### Exercise details
Set down the line that contains "the black painted" and every line after it to the end of the entries, exactly as they stand and nothing more.

### Data in this exercise
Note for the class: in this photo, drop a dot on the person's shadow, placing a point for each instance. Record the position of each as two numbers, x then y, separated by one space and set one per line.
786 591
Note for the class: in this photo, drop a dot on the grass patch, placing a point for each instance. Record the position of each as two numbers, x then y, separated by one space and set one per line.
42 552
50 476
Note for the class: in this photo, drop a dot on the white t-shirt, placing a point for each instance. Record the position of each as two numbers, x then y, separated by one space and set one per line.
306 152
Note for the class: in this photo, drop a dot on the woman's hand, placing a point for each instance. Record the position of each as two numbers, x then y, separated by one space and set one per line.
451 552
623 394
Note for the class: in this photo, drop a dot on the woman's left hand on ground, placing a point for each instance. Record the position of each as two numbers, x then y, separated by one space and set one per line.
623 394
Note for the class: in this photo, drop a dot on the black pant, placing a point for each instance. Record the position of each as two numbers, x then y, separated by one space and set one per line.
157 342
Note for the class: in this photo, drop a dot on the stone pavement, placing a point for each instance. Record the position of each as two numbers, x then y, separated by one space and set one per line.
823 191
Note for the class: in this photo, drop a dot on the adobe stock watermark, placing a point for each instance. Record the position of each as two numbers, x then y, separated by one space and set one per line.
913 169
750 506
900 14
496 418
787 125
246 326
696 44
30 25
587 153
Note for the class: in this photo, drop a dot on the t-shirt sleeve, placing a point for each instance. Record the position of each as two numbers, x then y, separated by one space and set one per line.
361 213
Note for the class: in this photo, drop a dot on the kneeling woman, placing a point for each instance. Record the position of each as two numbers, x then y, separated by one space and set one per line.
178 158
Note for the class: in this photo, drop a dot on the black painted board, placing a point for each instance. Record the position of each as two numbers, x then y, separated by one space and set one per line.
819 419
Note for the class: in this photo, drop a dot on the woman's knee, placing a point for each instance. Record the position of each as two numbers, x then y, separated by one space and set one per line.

### Reply to the exercise
Note for the class: in this photo, drop a dot on the black painted board, placing a point for each instance. Record the position of each as two numbers, x then y, separated by one space and set one per line.
819 419
Note for the class: in this photo, drop a dot on the woman's knee, placing a point for each instance. Record the position of each as two numbers, x then y, separated by one space and set one per line.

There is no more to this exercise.